After ignoring several polite e-mails warning against the impending deadline, I decided to finally just sit down and write the damn thing. Open a “Document1.” Hmm. Did I even learn anything in college? Did I have an emblematic experience that shaped me? Alt-tab to Pine. Pressing “down” at the bottom of my inbox seems to do nothing. Perhaps I’ll just help it along by holding the down arow. Surely if I keep shoveling hard enough I’ll hit pay dirt, an inspiration for this column. Or maybe a particularly infuriating David Brooks op-ed or a devilducky.com clip that begs for repeat viewings. But it’s four in the morning, and e-mail distractions are slim pickings.
I notice that my e-mail count is approaching 300. Perhaps it’s getting a bit fleshy around its mid-section, no? I’d better perform one of my mass purgings. (Secretly I know that I let my Inbox fester with DVD requests and event reminders so that I can later spend a chunk of time on such a purging.) Alright, down to an even 100. Alt-tab to “Document1.” Rename it “Parting Shot,” and add a few nice phrases I’ve heard recently, to be included when appropriate.
Overwhelmed by my sense of accomplishment, I reward myself by opening up a Firefox window. I browse through my extensive list of favorites (15 news sites, 11 music blogs, etc.) and decided upon “Movie City News,” dependable for its regular stream of updates. Many sites offer daily diversions, but only a handful can be relied upon for distraction at all hours of night. And when those are exhausted, message boards can do the trick.
Of course this is just a short newspaper article; if this gets in too late, or never at all, a big advertisement (or The Crimson’s magnificent open letter to the readers) can take its place. It’s not as easy when you’re starting on a 20-page essay two days past its deadline.

Provided records:
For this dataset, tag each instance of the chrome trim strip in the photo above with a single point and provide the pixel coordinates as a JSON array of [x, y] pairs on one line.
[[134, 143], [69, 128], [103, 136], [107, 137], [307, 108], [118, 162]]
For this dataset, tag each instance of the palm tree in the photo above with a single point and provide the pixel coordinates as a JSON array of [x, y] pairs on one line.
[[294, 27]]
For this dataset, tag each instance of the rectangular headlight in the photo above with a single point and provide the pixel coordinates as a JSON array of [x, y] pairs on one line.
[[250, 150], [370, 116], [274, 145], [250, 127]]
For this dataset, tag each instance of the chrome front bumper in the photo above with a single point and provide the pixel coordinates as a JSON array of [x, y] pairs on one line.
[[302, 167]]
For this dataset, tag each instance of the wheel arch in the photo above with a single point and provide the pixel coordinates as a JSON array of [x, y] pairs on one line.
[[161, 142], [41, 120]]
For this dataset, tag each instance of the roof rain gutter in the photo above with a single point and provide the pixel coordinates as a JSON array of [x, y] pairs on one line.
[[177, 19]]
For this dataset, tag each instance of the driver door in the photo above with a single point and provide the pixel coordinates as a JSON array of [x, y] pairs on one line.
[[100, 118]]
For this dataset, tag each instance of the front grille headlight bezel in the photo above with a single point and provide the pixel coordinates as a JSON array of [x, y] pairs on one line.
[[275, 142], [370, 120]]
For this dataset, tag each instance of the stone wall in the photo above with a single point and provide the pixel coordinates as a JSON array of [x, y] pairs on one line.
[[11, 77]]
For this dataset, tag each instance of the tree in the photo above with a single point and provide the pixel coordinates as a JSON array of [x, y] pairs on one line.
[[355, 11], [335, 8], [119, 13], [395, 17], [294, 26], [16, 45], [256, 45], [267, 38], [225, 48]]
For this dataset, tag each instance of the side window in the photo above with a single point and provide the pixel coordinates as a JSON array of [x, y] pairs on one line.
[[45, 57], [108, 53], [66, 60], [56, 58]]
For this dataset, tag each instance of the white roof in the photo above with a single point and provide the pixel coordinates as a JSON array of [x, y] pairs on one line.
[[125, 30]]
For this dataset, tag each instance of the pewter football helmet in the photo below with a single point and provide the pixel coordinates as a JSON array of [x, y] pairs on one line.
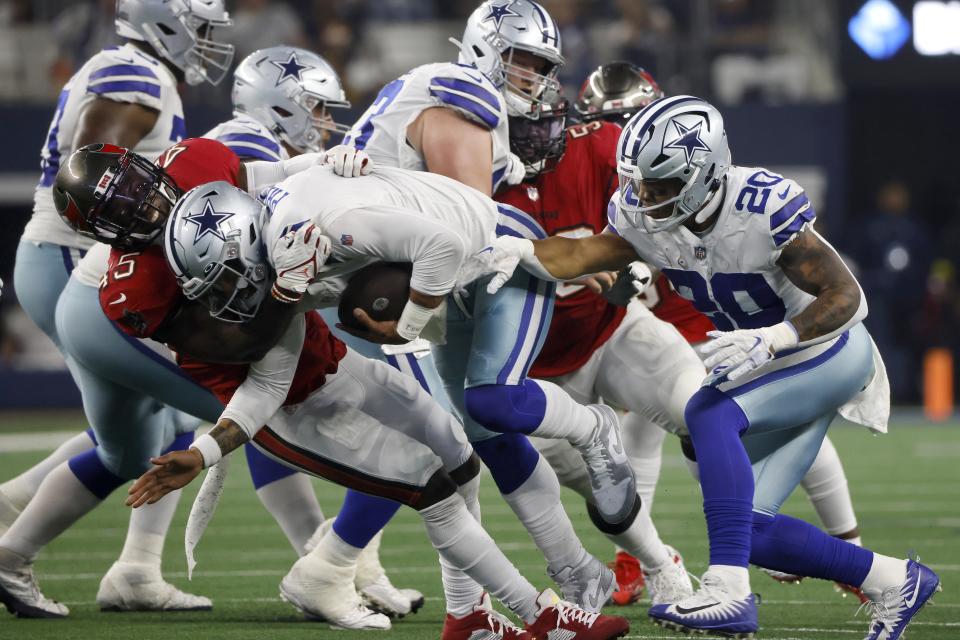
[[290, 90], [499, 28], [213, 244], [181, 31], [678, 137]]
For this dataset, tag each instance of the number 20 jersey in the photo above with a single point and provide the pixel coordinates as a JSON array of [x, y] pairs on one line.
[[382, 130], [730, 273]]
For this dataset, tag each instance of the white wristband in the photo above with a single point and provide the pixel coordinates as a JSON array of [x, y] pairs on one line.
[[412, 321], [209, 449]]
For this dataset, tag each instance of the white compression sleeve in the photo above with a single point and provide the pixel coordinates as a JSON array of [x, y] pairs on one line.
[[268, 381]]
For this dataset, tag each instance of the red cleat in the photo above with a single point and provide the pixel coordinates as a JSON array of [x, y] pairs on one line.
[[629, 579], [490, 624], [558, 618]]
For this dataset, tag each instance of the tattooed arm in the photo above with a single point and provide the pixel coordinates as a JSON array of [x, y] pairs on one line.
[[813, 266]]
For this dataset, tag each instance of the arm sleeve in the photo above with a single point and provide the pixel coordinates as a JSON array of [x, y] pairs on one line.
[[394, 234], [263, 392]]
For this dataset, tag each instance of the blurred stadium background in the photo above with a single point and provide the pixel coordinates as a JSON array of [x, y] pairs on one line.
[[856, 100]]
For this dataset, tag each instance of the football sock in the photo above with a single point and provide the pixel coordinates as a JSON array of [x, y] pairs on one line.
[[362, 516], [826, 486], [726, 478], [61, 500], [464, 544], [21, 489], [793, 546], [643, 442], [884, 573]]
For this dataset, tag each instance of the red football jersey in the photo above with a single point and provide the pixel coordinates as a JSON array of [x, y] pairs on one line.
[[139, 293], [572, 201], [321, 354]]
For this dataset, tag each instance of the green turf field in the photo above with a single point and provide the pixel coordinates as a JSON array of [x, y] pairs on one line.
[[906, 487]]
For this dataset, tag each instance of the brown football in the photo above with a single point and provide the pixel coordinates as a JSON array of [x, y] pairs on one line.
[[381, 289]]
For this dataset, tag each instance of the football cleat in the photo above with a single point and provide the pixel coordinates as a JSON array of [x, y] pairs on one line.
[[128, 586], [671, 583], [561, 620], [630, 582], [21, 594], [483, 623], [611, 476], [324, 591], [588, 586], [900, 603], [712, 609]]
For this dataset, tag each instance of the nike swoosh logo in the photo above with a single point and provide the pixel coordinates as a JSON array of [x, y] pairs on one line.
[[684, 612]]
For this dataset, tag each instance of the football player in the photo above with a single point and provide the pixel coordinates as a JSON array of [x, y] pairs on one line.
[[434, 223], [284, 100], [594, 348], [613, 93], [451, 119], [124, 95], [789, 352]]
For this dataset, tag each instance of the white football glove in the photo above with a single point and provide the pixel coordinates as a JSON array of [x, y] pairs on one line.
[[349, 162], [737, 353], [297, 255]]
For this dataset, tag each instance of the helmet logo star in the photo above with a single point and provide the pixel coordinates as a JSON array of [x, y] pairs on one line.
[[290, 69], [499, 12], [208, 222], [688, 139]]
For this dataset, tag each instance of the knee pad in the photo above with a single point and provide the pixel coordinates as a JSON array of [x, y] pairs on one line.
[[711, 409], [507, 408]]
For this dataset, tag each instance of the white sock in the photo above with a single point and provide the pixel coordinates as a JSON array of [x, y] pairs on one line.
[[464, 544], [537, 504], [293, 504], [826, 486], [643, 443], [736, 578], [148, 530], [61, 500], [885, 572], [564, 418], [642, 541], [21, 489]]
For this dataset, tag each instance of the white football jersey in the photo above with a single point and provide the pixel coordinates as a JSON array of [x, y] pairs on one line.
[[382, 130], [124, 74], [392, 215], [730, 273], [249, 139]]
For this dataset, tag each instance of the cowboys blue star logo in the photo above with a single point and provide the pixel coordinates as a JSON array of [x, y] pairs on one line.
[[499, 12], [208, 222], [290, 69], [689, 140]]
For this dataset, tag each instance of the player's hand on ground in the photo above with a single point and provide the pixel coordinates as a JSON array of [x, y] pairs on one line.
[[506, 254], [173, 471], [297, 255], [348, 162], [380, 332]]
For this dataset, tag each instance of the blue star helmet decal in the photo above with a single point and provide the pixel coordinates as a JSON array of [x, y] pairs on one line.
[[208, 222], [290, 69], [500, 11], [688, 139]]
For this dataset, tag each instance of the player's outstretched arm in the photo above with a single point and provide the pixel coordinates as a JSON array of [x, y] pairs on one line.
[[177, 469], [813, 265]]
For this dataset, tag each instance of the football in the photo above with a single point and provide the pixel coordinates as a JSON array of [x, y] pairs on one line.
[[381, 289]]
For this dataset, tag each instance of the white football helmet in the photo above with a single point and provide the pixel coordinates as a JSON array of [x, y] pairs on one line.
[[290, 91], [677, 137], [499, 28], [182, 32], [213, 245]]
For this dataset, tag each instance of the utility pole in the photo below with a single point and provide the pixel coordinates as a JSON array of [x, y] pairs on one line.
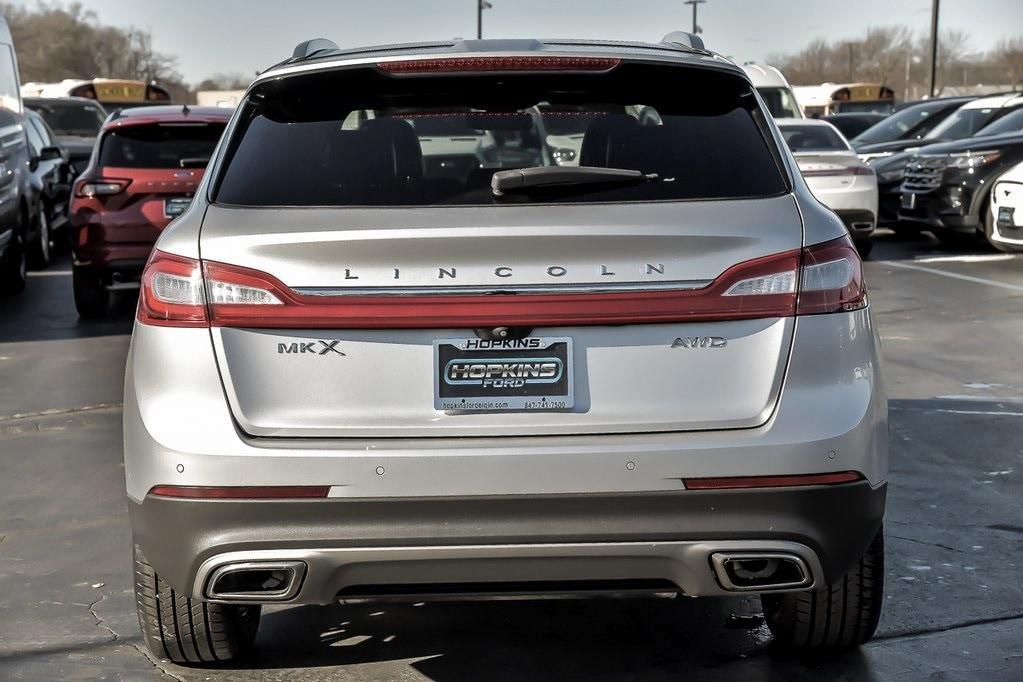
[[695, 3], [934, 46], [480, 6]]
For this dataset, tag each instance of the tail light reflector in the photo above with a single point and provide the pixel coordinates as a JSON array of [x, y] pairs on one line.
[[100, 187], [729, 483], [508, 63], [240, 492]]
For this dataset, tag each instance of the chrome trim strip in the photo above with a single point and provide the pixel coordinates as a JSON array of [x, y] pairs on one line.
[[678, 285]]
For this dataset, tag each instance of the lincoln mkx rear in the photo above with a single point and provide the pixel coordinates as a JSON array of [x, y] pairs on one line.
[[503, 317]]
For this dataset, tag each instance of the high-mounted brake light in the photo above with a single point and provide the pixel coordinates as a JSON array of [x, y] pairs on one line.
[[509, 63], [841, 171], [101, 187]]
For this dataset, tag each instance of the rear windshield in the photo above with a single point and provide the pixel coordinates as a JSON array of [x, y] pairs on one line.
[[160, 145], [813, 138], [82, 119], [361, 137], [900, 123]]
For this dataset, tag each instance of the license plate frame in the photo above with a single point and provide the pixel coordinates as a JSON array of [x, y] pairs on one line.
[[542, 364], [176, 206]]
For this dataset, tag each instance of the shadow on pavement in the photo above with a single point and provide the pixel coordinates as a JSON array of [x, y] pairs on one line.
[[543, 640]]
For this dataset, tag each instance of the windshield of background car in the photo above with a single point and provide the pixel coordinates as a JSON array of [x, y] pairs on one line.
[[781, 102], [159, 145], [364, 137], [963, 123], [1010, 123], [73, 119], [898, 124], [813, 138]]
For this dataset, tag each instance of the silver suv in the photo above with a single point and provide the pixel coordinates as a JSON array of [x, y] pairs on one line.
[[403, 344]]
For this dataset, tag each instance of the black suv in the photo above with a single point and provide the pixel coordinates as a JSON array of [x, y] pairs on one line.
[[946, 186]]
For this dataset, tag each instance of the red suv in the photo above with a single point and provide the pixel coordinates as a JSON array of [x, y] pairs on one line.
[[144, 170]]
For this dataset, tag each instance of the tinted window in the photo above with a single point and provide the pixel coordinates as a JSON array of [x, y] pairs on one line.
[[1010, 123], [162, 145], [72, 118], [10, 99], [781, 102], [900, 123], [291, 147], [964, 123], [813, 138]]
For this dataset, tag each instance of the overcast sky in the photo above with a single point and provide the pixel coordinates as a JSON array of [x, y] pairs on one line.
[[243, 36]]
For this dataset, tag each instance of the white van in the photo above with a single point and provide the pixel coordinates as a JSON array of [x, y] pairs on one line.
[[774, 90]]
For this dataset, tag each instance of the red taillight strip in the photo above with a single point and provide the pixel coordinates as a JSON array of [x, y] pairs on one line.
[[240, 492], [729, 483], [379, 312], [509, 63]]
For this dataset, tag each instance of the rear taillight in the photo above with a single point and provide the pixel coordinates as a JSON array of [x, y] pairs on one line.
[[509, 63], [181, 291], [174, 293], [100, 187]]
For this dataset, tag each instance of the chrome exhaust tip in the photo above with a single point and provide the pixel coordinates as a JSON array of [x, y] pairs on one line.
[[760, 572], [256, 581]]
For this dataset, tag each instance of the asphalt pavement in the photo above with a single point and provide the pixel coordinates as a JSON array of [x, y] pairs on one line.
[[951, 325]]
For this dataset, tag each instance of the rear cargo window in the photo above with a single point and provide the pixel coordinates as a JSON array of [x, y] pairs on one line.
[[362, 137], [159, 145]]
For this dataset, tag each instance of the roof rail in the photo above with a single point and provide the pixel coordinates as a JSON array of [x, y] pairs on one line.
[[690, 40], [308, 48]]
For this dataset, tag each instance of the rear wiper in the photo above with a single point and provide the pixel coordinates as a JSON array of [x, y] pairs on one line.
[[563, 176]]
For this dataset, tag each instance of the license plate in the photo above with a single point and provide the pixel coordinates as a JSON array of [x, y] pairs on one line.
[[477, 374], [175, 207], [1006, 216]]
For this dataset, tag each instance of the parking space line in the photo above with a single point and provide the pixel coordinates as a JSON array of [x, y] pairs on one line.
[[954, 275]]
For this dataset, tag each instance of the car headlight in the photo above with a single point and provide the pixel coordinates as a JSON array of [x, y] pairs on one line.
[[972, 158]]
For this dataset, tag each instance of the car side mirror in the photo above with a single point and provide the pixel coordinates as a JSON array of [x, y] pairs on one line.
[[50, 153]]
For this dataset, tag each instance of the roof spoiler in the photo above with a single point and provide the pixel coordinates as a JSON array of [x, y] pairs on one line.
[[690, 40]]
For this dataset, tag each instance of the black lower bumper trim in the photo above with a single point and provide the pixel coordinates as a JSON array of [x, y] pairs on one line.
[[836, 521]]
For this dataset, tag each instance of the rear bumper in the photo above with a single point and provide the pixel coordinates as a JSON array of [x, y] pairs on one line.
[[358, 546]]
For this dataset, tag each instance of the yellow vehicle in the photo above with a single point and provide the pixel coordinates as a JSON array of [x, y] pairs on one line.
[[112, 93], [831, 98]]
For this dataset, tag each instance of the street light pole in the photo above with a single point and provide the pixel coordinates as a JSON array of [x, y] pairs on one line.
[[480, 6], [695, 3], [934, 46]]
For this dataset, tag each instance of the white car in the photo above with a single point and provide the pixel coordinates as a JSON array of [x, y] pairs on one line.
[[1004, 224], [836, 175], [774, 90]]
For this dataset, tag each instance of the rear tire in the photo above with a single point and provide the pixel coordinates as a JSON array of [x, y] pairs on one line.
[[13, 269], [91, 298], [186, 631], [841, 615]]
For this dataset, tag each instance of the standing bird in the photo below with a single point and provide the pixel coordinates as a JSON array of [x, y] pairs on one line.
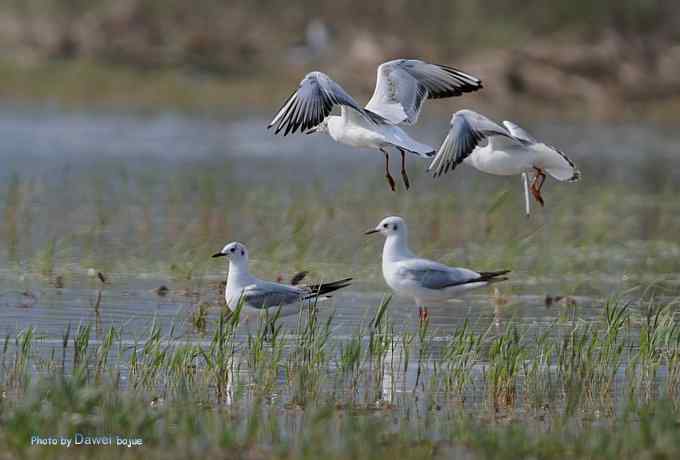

Required action 1: Duplicate everything in the column from "I notice that" down to "included when appropriate.".
Required action 2: In the column, what new name does the writer give "Document1"?

Your solution 1:
I notice that my e-mail count is approaching 300. Perhaps it’s getting a bit fleshy around its mid-section, no? I’d better perform one of my mass purgings. (Secretly I know that I let my Inbox fester with DVD requests and event reminders so that I can later spend a chunk of time on such a purging.) Alright, down to an even 100. Alt-tab to “Document1.” Rename it “Parting Shot,” and add a few nice phrases I’ve heard recently, to be included when appropriate.

Your solution 2: "Parting Shot"